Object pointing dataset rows

= = = =

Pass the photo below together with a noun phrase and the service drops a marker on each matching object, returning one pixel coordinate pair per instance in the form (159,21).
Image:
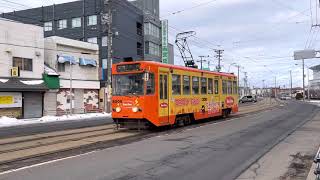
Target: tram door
(164,97)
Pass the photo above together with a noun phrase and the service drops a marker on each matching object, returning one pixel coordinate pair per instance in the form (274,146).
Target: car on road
(245,99)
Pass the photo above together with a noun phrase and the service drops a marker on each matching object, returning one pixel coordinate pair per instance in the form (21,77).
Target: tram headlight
(135,109)
(118,109)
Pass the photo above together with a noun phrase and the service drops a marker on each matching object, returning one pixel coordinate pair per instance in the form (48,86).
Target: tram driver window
(229,83)
(150,85)
(195,85)
(210,86)
(186,85)
(203,85)
(224,87)
(216,86)
(176,84)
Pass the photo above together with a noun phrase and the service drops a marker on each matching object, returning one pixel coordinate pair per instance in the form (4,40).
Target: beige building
(78,61)
(21,67)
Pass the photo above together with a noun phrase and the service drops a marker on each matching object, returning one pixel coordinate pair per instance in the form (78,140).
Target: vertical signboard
(165,51)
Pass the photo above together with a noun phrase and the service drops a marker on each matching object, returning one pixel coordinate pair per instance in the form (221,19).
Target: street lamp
(308,81)
(237,66)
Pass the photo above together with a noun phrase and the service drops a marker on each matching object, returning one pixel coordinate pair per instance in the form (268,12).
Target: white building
(84,57)
(21,68)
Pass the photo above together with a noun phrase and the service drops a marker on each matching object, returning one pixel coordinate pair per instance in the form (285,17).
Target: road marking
(44,163)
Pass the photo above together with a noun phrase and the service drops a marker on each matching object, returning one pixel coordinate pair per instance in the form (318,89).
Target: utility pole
(245,83)
(219,57)
(70,95)
(263,90)
(275,87)
(290,83)
(109,58)
(304,94)
(202,60)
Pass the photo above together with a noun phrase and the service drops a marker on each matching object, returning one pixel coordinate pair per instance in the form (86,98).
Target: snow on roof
(33,82)
(50,71)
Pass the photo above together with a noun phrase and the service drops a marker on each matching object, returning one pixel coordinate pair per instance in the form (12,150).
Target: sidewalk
(290,159)
(10,122)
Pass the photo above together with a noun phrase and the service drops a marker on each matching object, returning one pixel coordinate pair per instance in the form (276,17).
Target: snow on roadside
(8,122)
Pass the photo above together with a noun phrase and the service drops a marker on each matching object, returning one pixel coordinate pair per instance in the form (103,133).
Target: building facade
(78,61)
(22,64)
(136,26)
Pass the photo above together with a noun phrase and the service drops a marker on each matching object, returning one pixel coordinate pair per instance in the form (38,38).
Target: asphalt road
(31,129)
(219,151)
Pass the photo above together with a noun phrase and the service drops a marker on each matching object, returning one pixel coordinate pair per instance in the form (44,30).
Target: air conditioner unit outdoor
(15,72)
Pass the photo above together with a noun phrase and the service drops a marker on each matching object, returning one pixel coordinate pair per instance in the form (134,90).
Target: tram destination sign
(165,51)
(305,54)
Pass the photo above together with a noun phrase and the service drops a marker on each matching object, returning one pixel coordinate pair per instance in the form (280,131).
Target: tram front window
(128,84)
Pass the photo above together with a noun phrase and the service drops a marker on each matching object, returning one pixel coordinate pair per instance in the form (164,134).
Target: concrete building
(315,83)
(136,26)
(80,62)
(22,64)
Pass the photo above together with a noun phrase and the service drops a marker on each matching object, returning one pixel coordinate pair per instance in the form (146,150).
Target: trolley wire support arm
(184,49)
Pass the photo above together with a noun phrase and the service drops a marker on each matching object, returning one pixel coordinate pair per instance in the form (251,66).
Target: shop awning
(85,62)
(22,85)
(66,59)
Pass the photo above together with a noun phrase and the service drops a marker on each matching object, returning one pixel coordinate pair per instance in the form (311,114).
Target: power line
(187,9)
(23,5)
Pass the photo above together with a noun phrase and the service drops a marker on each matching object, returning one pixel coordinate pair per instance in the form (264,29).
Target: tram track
(16,149)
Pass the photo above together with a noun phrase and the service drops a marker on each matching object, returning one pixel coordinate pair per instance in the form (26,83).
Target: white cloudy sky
(259,35)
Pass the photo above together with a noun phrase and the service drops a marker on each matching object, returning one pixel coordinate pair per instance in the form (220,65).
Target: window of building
(92,20)
(203,85)
(104,40)
(150,85)
(224,87)
(176,84)
(93,40)
(186,85)
(76,22)
(195,85)
(23,64)
(48,26)
(235,87)
(139,29)
(62,24)
(216,86)
(210,86)
(229,83)
(139,49)
(61,67)
(152,49)
(152,30)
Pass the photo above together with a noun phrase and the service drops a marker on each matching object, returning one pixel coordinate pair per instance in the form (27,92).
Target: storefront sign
(10,100)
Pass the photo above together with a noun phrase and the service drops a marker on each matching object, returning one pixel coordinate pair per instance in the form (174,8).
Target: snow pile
(7,122)
(4,80)
(34,82)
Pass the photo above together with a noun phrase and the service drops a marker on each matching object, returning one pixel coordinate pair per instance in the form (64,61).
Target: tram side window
(216,86)
(176,84)
(161,86)
(235,87)
(195,85)
(229,83)
(224,87)
(150,85)
(186,85)
(203,85)
(165,81)
(210,86)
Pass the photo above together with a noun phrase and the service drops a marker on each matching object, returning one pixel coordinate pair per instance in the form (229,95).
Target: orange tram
(149,93)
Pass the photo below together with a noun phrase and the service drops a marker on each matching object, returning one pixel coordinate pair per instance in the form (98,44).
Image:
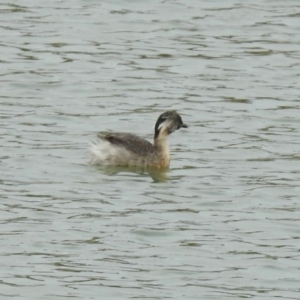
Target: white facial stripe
(162,125)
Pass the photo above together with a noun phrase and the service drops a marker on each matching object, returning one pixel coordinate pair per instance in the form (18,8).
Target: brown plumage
(126,149)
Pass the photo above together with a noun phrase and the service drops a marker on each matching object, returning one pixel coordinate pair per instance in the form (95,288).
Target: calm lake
(224,221)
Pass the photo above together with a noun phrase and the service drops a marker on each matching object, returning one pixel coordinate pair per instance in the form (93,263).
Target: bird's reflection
(158,175)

= = = =

> **Goal of the exercise**
Output precisely the lines in the material above from the line containing "the form (64,61)." through its last line, and omit pictures.

> **Written answer**
Pass the photo above together with a noun phrase and the service drops a marker on each matching object, returning one pixel coordinate pair per instance in the form (64,61).
Target: tram side window
(216,86)
(176,84)
(161,86)
(235,87)
(195,85)
(229,83)
(224,87)
(150,85)
(186,85)
(203,85)
(165,81)
(210,86)
Pass the photo above together with a noun phrase and the service drops a marker on each matching object, returning one pixel coordinate pair per instance in the form (229,95).
Target: orange tram
(149,93)
Pass the photo below together with a noun phrase and the service drops a marker on each matching object, returning one pixel coordinate pair per instance in the form (98,44).
Image:
Target: white facial stripe
(162,125)
Pass the photo above together with a noun phrase and the service drops a marker on each matching object, returning one pixel coordinate pair per instance in the form (18,8).
Target: brown plumage
(126,149)
Pass the photo above together with a noun phrase and the service drops a marker on each matching object, returning one pixel coordinate pair per instance in the form (95,288).
Target: calm lake
(224,221)
Pass the photo above together with a noun phrase and the service drops a marker on each matching object, returning one pixel coordinate pair per instance in the form (93,263).
Target: bird's reflection
(158,175)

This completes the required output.